Forschern war schon lange bekannt, dass die Entscheidung für Nachwuchs auch durch den Einfluss des sozialen Umfelds geprägt wird, einschließlich der eigenen Familie. Bisher war es jedoch schwierig, die einzelnen Einflüsse auseinander zu halten. Alexia Prskawetz vom Vienna Institute of Demography und Torkild Lyngstad von der Universität Oslo gelang es nun, anhand von Daten norwegischer Geschwisterpaare den Effekt von Geschwistern zu belegen. Mittels eines ökonometrischen Modells haben die Autoren Geburtenneigung und -timing der Frauen abhängig von vorherigen Geburten der Geschwister erklärt. Den Demografen lagen erstmals besonders umfangreiche Daten von über 110.000 Paaren mit Angaben zu Geburten, Ausbildung, Einkommen und Familienstand vor.

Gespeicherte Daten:

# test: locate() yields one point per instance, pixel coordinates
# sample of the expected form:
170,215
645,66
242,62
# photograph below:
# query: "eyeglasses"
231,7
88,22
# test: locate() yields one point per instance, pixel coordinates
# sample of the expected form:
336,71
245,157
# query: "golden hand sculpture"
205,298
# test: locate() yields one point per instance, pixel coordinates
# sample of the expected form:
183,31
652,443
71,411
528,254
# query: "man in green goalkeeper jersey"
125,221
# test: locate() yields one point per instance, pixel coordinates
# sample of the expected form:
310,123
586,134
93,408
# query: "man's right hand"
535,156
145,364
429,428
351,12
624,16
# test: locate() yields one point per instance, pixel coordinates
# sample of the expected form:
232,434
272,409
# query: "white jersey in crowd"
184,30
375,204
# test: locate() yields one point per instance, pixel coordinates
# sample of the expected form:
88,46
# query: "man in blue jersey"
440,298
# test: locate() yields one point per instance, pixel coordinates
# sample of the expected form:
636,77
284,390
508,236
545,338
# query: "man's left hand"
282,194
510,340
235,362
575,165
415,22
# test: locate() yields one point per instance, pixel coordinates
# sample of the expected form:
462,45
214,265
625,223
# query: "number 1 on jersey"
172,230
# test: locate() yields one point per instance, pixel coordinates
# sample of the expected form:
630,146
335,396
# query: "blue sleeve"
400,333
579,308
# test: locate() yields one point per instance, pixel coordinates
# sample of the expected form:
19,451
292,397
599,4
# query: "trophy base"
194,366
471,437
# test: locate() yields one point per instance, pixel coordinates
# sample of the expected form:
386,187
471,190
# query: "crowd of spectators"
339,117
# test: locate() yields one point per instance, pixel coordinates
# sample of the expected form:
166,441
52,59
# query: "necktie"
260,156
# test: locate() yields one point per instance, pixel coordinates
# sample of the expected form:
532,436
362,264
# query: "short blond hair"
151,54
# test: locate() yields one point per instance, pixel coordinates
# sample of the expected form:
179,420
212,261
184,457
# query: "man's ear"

*Aufgaben*.
1. Geben Sie an, ob die Aussagen (a) Die ausgewerteten Daten stammen von norwegischen Geschwisterpaaren, (b) Torkild Lyngstad forscht am Vienna Institute of Demography und (c) Den Demografen lagen Daten von über 110.000 Paaren vor mit dem Seitenauszug übereinstimmen, und belegen Sie jede Antwort mit den entscheidenden Worten daraus.
2. Schreiben Sie aus dem Seitenauszug den Abschnitt wortgetreu ab, der mit den Worten „Forschern war schon“ beginnt und nach den Worten „und Familienstand vor.“ endet.
Die Einträge werden hierfür nicht gebraucht.

*Lösungen*.
1.
(a) Ja: „anhand von Daten norwegischer Geschwisterpaare“
(b) Nein: „Torkild Lyngstad von der Universität Oslo“
(c) Ja: „Daten von über 110.000 Paaren“

2.
Forschern war schon lange bekannt, dass die Entscheidung für Nachwuchs auch durch den Einfluss des sozialen Umfelds geprägt wird, einschließlich der eigenen Familie. Bisher war es jedoch schwierig, die einzelnen Einflüsse auseinander zu halten. Alexia Prskawetz vom Vienna Institute of Demography und Torkild Lyngstad von der Universität Oslo gelang es nun, anhand von Daten norwegischer Geschwisterpaare den Effekt von Geschwistern zu belegen. Mittels eines ökonometrischen Modells haben die Autoren Geburtenneigung und -timing der Frauen abhängig von vorherigen Geburten der Geschwister erklärt. Den Demografen lagen erstmals besonders umfangreiche Daten von über 110.000 Paaren mit Angaben zu Geburten, Ausbildung, Einkommen und Familienstand vor.